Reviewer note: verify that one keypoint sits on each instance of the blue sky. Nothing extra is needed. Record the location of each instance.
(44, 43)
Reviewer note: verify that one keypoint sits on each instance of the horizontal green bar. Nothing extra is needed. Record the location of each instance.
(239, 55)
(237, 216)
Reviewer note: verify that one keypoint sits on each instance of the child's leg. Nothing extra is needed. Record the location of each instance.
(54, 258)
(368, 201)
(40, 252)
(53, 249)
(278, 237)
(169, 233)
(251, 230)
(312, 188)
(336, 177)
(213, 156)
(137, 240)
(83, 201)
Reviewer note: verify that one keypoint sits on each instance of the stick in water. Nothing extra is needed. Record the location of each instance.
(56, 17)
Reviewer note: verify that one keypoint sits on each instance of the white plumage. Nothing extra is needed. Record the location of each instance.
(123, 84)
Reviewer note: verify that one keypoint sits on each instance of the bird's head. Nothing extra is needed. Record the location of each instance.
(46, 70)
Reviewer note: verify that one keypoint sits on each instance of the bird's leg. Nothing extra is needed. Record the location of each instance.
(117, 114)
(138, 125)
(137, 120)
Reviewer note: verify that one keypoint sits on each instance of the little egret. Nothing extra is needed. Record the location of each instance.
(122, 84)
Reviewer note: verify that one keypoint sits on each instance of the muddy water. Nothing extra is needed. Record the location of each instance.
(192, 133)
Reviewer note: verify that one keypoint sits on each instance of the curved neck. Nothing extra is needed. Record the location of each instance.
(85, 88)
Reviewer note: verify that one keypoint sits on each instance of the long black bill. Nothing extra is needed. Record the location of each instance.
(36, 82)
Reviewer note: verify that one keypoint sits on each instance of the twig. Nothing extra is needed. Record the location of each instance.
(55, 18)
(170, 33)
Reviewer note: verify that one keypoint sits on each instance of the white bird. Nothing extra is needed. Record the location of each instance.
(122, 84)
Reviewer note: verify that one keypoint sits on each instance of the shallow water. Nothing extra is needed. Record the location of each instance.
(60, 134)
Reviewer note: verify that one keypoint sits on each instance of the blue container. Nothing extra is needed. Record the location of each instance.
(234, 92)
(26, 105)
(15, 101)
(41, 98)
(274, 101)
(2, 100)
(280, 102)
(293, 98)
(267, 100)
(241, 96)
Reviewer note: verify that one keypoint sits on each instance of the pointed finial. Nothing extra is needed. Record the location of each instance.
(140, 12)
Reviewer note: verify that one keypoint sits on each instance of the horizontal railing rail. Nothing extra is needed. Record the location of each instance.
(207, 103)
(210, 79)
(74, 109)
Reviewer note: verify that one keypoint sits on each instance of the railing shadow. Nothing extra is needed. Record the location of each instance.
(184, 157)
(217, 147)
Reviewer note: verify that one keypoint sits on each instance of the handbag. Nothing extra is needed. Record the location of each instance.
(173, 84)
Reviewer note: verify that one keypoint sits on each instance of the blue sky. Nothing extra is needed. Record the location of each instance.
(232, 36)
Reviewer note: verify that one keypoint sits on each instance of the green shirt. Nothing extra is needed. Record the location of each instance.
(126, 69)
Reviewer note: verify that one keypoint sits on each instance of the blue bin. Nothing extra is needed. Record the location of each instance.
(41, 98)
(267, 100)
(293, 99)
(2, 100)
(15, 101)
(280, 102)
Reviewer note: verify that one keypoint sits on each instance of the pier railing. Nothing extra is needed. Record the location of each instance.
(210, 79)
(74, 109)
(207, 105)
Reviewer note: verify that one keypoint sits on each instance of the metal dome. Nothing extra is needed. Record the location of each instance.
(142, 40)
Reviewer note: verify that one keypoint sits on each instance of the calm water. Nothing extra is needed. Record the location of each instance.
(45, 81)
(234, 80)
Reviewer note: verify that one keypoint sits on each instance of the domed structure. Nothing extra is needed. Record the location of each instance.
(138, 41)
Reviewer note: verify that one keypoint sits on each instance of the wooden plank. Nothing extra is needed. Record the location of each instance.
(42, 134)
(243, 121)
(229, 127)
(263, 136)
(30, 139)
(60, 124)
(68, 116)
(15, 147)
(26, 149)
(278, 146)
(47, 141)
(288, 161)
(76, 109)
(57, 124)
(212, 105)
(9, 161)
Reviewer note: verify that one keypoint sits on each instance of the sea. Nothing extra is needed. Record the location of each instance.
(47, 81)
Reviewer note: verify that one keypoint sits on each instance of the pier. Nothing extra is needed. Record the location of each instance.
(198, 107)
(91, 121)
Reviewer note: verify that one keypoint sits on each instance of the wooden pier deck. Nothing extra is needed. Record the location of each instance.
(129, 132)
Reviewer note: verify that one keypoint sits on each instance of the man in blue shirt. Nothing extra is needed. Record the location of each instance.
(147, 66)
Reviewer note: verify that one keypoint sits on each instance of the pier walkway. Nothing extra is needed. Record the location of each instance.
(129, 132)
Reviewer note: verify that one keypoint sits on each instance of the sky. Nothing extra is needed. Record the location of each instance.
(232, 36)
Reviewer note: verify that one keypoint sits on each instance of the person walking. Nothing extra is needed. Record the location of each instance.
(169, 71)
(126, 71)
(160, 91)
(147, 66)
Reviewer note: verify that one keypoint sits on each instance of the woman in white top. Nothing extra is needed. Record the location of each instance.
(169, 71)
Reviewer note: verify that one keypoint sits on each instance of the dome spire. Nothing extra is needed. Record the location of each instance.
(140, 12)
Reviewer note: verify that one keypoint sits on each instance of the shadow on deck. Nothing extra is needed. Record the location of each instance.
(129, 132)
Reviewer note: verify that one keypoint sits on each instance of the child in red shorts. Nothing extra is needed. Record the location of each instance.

##########

Word for word, return each of the entries.

Reviewer note: verify that one keypoint sits on each instance of the blue sky. Nothing extra is needed. Record the location of each instance.
(44, 43)
Reviewer note: verify that one keypoint sits on each instance of the horizontal green bar. Nothing extra is needed. Record the location of each instance.
(239, 55)
(237, 216)
Reviewer note: verify that one keypoint sits on each instance of the child's leg. Nothing extra is needed. Record the location of each instance.
(54, 258)
(368, 201)
(40, 252)
(53, 249)
(278, 237)
(169, 233)
(251, 230)
(312, 188)
(336, 177)
(213, 156)
(137, 240)
(83, 201)
Reviewer note: verify that one keypoint sits on each instance of the stick in water. Nothing extra is needed. Record the location of each instance.
(56, 17)
Reviewer note: verify that one keypoint sits on each instance of the white plumage. Nothing extra is needed. Record the location of each instance.
(123, 84)
Reviewer note: verify that one keypoint sits on each instance of the bird's head. Nothing extra is needed. Record the location of each instance.
(46, 70)
Reviewer note: verify that one keypoint sits on each instance of the bird's leg. Nothing extra is needed. Record the location of each instance.
(117, 114)
(138, 125)
(137, 120)
Reviewer note: verify that one keypoint sits on each instance of the little egret. Nothing extra is needed. Record the location of each instance.
(122, 84)
Reviewer note: verify that one keypoint sits on each instance of the muddy water. Nothing extra is needed. Record the location of each instance.
(192, 133)
Reviewer note: verify that one keypoint sits on each instance of the curved neck. Nothing extra is needed. Record the location of each instance.
(85, 88)
Reviewer note: verify that one keypoint sits on each instance of the long black bill. Nothing extra is needed. Record the location of each instance.
(36, 82)
Reviewer note: verify that one keypoint sits on each instance of the twig. Nothing extra is needed. Record the location of each instance.
(55, 18)
(170, 33)
Reviewer note: verify that one keypoint sits on each instance of the white bird. Nothing extra is needed. Record the location of each instance.
(122, 84)
Reviewer note: verify that one keypoint sits on each instance of the shallow water. Nothing extra is needed. Record the location of each instance.
(60, 134)
Reviewer note: verify that one keypoint sits on each instance of the blue container. Nothing extra is needed. Record the location of each instance.
(234, 92)
(26, 105)
(15, 101)
(41, 98)
(274, 101)
(2, 100)
(280, 102)
(293, 98)
(267, 100)
(241, 96)
Reviewer note: verify that one keypoint sits on each instance of the pointed finial. Nothing extra is needed. Record the location of each instance.
(140, 12)
Reviewer note: verify that one keypoint sits on each instance of the horizontal railing rail. Nothing extra is needed. Record the location of each instance.
(207, 103)
(210, 79)
(74, 109)
Reviewer note: verify that one keypoint sits on each instance of the railing shadow. Nothing extra is needed. Record the location of each instance.
(184, 157)
(217, 147)
Reviewer note: verify that one keypoint sits on each instance of the handbag. Nothing extra is needed. Record the location of each instance.
(173, 84)
Reviewer note: verify that one keypoint sits on each instance of the blue sky. Nothing extra is needed. Record the location of each instance.
(232, 36)
Reviewer note: verify that one keypoint sits on each instance of the green shirt. Nothing extra is needed. Record the location of each instance.
(126, 69)
Reviewer note: verify that one keypoint sits on each instance of the blue bin. Nothing extra is needed. Record the location of each instance.
(41, 98)
(267, 100)
(293, 99)
(2, 100)
(15, 101)
(280, 102)
Reviewer note: verify that one keypoint sits on each instance of the pier railing. Nothing extra is needed. Record the location of each instance.
(210, 79)
(74, 109)
(207, 105)
Reviewer note: verify that one keypoint sits on each instance of the metal dome. Nothing extra is needed. Record the location of each instance.
(142, 40)
Reviewer note: verify that one keypoint sits on each instance of the calm water. Nothing extra is needed. Record the location of each instance.
(45, 81)
(234, 80)
Reviewer note: verify that one keypoint sits on each instance of the domed structure. Nothing extra is needed. Record the location of each instance.
(138, 41)
Reviewer note: verify that one keypoint sits on each instance of the wooden plank. Nothing extra is needed. Record the location of each instance.
(42, 134)
(243, 121)
(229, 127)
(263, 136)
(30, 139)
(60, 124)
(68, 116)
(15, 147)
(26, 149)
(278, 146)
(47, 141)
(288, 161)
(76, 109)
(57, 124)
(212, 105)
(9, 161)
Reviewer note: verify that one keypoint sits on each instance of the sea. Nothing extra is needed. Record the location of each instance.
(47, 81)
Reviewer note: verify that one keypoint sits on each instance of the pier. Nothing extra is needed. Record the location of each instance.
(198, 107)
(91, 121)
Reviewer note: verify that one keypoint sits on each instance of the wooden pier deck. Nothing extra is needed. Record the location of each instance.
(129, 132)
Reviewer note: verify that one keypoint sits on each instance of the man in blue shirt. Nothing extra is needed. Record the location of each instance.
(147, 66)
Reviewer note: verify that one keypoint sits on each instance of the pier walkway. Nothing extra is needed. Record the location of each instance.
(129, 132)
Reviewer note: verify that one keypoint sits on each instance of the sky. Nothing extra is needed. Record the location of each instance.
(232, 36)
Reviewer note: verify that one keypoint sits on each instance of the person walking. Nothing extra is needed. Record the location of each instance.
(169, 71)
(126, 71)
(160, 91)
(147, 66)
Reviewer note: verify that one keypoint sits on each instance of the woman in white top. Nothing extra is needed. Record the location of each instance.
(169, 71)
Reviewer note: verify that one keypoint sits on each instance of the dome spire. Nothing extra is needed. Record the location of each instance.
(140, 12)
Reviewer note: verify that one keypoint sits on each instance of the shadow on deck. Nothing extra is needed. Record the location of each instance.
(129, 132)
Reviewer note: verify that one keypoint sits on each instance of the child in red shorts. Nothing extra is needed. Record the location of each instance.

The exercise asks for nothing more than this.